(Entrées du corpus)
============================================================

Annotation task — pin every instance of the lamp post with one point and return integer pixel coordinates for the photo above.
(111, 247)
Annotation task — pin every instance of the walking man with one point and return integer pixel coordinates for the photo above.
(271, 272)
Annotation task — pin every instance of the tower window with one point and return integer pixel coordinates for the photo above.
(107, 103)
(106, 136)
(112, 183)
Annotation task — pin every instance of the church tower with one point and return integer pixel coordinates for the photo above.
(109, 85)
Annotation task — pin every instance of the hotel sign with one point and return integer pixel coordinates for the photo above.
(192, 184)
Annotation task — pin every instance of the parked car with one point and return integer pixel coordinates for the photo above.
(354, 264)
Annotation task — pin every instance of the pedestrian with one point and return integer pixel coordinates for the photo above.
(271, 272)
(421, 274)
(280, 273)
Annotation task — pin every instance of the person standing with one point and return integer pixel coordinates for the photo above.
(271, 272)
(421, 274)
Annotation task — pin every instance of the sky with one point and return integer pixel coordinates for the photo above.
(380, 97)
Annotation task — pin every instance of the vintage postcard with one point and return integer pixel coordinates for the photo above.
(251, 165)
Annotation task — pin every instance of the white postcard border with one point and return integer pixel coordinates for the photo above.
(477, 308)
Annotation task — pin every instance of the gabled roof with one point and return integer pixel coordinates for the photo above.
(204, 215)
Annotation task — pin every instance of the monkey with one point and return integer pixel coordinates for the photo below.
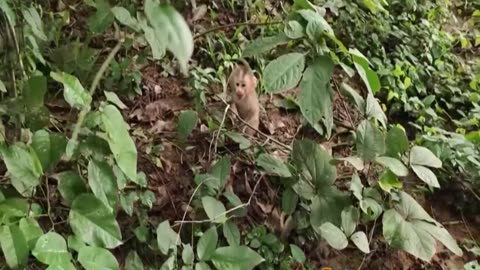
(243, 83)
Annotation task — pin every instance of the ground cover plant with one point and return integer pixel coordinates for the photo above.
(120, 150)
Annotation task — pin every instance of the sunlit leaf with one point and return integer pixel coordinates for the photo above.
(94, 222)
(119, 140)
(284, 72)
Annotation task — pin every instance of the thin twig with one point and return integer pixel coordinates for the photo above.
(287, 147)
(224, 213)
(216, 28)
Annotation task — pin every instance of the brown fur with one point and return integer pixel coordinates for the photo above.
(242, 83)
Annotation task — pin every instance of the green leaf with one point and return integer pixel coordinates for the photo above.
(34, 20)
(127, 201)
(374, 110)
(404, 235)
(389, 181)
(316, 94)
(314, 162)
(124, 17)
(133, 261)
(22, 164)
(221, 170)
(114, 99)
(284, 72)
(187, 254)
(96, 258)
(207, 244)
(102, 19)
(166, 237)
(423, 156)
(360, 240)
(334, 236)
(51, 249)
(102, 182)
(31, 231)
(93, 222)
(327, 206)
(369, 77)
(70, 185)
(34, 92)
(49, 148)
(370, 141)
(74, 93)
(75, 243)
(165, 19)
(289, 201)
(396, 142)
(294, 30)
(215, 209)
(263, 45)
(426, 175)
(122, 146)
(353, 96)
(236, 258)
(273, 165)
(297, 254)
(14, 246)
(395, 165)
(186, 123)
(231, 233)
(350, 218)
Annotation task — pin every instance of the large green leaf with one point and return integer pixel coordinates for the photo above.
(426, 175)
(284, 72)
(49, 148)
(186, 123)
(327, 206)
(395, 165)
(273, 165)
(95, 258)
(74, 93)
(374, 110)
(119, 140)
(333, 235)
(207, 244)
(402, 234)
(396, 142)
(370, 141)
(167, 21)
(51, 249)
(215, 209)
(166, 237)
(423, 156)
(369, 77)
(94, 223)
(14, 246)
(22, 164)
(236, 258)
(70, 185)
(316, 95)
(102, 182)
(263, 45)
(31, 231)
(314, 162)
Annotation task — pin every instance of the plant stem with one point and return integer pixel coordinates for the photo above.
(95, 83)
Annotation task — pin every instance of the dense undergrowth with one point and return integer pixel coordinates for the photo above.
(395, 84)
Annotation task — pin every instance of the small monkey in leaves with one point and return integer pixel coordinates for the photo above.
(243, 82)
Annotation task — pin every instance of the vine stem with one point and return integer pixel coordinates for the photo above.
(96, 81)
(216, 28)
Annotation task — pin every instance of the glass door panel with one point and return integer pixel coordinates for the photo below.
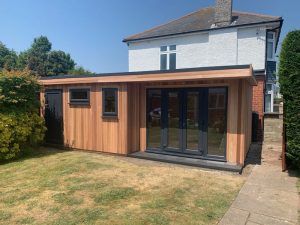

============================================================

Remplacez « stem » par « stalk » dans les entrées, de la ligne contenant « Annotation task — pin every instance of the plant » jusqu'à la dernière entrée incluse, et réécrivez ces lignes sans autre modification. N'incluez pas les images dans votre réponse.

Annotation task — pin every instance of the plant stalk with one point and return integer pixel coordinates for the photo above.
(95, 83)
Annotation task — pin every instance of the dense undergrowth with one point and return integer pixel coordinates for the photo above.
(395, 84)
Annotation task — pin every instance of the small monkey in leaves with one point and return integer pixel coordinates for the photo above.
(243, 82)
Annotation task — pin every instance of the vine stalk with one point and return integer pixel coordinates for the photo above.
(96, 81)
(216, 28)
Annotation task — pin every instance of the glass door panel with one point and return integer pixel coordinates for the photo below.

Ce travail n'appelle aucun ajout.